- [Verilen görev A]:
Seçilen metinde gün, ay ve yıl birlikte verilen tarihler hangileri? Hepsini metindeki sırayla yazın.
- [Verilen görev B]:
Şu ifadeler seçilen metinle örtüşüyor mu: (i) Brunson 12 Ekim 2018'de serbest bırakıldı; (ii) Deniz Yücel yalnızca Alman vatandaşıdır; (iii) Brunson ilk kez Gülen Cemaati'ne üyelik suçlamasıyla gözaltına alındı? Her biri için evet ya da hayır deyip metinden belirleyici sözcükleri aynen alıntılayın.
- [Verilen görev C]:
Seçilen metne göre Deniz Yücel hangi gazetenin Türkiye muhabiriydi?

- [Seçilen metin]:

--*--

Gerçekten müthiş
Öncesinde ne olmuştu?
Gerçekten müthiş
Ekim 2016’de ‘PKK ile ilişkileri var’ suçlamasıyla gözaltına alınan Amerikalı Rahip Brunson Aralık’ta bu kez Gülen Cemaati’ne üye olmak suçlamasıyla tutuklanmış ve ömür boyu hapisle yargılanmıştı. Başkan Trump, Amerikalı yetkililer ve Amerikan medyasının konuya yoğun ilgi göstermesine tepki olarak Cumhurbaşkanlığından yapılan açıklamada “Trump’a hatırlatmak isteriz ki, Türk mahkemeleri bağımsızdır” dendi. Bunun üzerine 19 Temmuz 2018’de Başkan Trump ‘Brunson’un serbest bırakılmaması tam bir rezalet. Erdoğan bir şey yapmalı’ dedi. Öncesinde ise Cumhurbaşkanı Erdoğan 11 Ocak 2018’de ‘Bu fakir bu görevde olduğu sürece teröristi alamazsın” demişti. Buna benzer demeçlerle Trump’ın tehditlerine Erdoğan yanıt verince Trump’ın önce twitter üzerinden sonra da Erdoğan’ı telefonla arayarak tehditlerinin tonunu yükseltmiş, Brunson 12 Ekim 2018’de serbest bırakılarak ülkesine gönderilmiş ve bir kaç gün sonra Beyaz Saray’da Trump’ı kutsamıştı.
Öncesinde ne olmuştu?
Alman Die Welt gazetesi Türkiye muhabiri Türk ve Alman vatandaşı Deniz Yücel 27 Şubat 2017’de tutuklanmış, PKK/KCK silahlı terör örgütü ile FETÖ/PDY silahlı terör örgütünün propagandasını yapmakla suçlanmış ve halkı kin ve düşmanlığa tahrik etmekle yargılanmıştı.

--*--

(Konum etiketleme kayıtları)
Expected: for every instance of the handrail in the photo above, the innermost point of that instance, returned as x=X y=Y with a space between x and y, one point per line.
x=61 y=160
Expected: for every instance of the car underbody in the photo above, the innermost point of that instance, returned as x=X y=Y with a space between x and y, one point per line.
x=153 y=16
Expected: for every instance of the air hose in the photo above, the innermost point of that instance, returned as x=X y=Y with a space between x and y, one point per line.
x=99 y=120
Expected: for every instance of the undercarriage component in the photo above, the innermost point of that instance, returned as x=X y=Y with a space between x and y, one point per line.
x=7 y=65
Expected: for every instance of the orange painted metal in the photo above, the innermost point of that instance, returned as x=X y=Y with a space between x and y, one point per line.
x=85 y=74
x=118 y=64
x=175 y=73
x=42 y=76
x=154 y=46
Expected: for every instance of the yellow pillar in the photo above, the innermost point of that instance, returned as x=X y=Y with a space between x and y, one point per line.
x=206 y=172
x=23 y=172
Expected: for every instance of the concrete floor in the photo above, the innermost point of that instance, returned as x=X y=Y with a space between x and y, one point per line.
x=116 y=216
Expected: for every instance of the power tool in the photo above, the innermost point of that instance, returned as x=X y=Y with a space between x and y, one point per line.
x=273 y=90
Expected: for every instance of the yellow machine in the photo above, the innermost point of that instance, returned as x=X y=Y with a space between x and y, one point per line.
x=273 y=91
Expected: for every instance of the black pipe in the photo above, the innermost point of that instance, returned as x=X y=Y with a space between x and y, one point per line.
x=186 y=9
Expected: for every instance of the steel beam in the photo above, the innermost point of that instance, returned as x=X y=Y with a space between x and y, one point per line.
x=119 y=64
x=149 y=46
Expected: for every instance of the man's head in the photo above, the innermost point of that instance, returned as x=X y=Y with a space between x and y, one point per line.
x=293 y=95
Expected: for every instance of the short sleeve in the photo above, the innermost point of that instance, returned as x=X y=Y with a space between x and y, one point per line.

--*--

- [Eksiksiz yanıt A]:
19 Temmuz 2018, 11 Ocak 2018, 12 Ekim 2018, 27 Şubat 2017

- [Eksiksiz yanıt B]:
(i) Evet: "Brunson 12 Ekim 2018’de serbest bırakılarak ülkesine gönderilmiş"
(ii) Hayır: "Türk ve Alman vatandaşı Deniz Yücel"
(iii) Hayır: "‘PKK ile ilişkileri var’ suçlamasıyla gözaltına alınan"

- [Eksiksiz yanıt C]:
Alman Die Welt gazetesinin.